Point-per-instance localization data
+--

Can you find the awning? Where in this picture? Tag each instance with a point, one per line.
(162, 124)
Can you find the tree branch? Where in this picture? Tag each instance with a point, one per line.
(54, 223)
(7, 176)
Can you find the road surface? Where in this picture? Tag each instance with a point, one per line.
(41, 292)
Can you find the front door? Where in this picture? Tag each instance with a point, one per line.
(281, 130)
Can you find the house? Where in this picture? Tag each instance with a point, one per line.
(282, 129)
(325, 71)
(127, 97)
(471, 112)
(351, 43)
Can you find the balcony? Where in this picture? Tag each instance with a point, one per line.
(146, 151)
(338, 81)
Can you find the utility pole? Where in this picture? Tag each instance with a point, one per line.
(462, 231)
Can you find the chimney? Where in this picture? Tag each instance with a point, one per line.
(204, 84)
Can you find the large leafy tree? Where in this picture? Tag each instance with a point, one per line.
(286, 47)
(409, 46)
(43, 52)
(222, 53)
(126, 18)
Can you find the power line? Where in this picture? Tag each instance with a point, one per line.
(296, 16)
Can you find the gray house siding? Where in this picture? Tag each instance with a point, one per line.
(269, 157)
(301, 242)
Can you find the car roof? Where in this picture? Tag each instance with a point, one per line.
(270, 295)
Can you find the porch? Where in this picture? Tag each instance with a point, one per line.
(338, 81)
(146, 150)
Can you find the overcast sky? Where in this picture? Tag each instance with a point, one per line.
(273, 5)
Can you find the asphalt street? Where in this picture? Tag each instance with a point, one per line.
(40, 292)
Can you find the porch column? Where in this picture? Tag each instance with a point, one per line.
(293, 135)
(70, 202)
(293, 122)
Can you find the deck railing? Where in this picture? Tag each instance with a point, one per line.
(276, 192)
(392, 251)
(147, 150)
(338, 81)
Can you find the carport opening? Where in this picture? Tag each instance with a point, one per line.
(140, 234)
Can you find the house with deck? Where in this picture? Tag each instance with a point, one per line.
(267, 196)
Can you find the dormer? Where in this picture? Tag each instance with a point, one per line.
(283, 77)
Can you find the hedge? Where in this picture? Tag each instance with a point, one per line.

+--

-- Your task --
All of the data above needs to be written out again, exactly.

-- Result of this exercise --
Can you find the awning? Where in this picture? Tag each instance with a point, one per line.
(162, 124)
Can you find the tree branch? Where in this picture? Tag each instance with a point, one per line.
(54, 223)
(7, 176)
Can you find the road surface? Where in this picture? Tag each instance with a point, one per line.
(41, 292)
Can you find the front door? Where in this picture? Tag each instance with a point, one per line.
(281, 130)
Can you find the house? Where in this picture? Tag each instance with a point, one per line.
(282, 129)
(325, 71)
(127, 97)
(471, 112)
(351, 43)
Can you find the balcony? Where in this picture? Tag each instance with a point, one per line.
(146, 151)
(338, 81)
Can you find the utility pole? Where in this picture? Tag each instance with a point, one per line.
(462, 231)
Can you find the chimney? Where in this picture? Tag each instance with a point, one per line.
(204, 84)
Can you find the large leafy tree? Where in this picture? Tag each instance with a point, one per line.
(286, 47)
(409, 46)
(43, 52)
(222, 53)
(126, 18)
Can you find the power line? Where in this picture? Tag each instance with a point, one per line.
(296, 16)
Can you find the gray house siding? Where in this picture? Tag each instance with a point, one per line.
(269, 157)
(301, 242)
Can you find the car roof? Where in this picture? Tag each instance with a point, one per line.
(270, 295)
Can you find the porch? Where in this picture? Tag each instance with a point, one per line.
(338, 81)
(146, 150)
Can you find the overcast sky? Where in this picture? Tag each instance with a point, one per line.
(273, 5)
Can you find the asphalt street? Where in this picture? Tag each instance with a point, one per line.
(40, 292)
Can you find the porch column? Where in this picture? Tag each instance with a point, one per line.
(293, 135)
(70, 202)
(293, 122)
Can you find the deck railing? Where in this picture? Tag each instance with a point, one per line.
(276, 192)
(392, 251)
(147, 150)
(338, 81)
Can you find the carport opening? Where in this picture? Tag each instance with a point, one per line.
(140, 234)
Can you find the house with deck? Where in this picture? Tag each instance with a point, one per line.
(267, 196)
Can you find the dormer? Where in this picture? Tag each instance with a point, one per line.
(283, 77)
Can you find the hedge? Where in this picture? Tag each instance with a point, one per line.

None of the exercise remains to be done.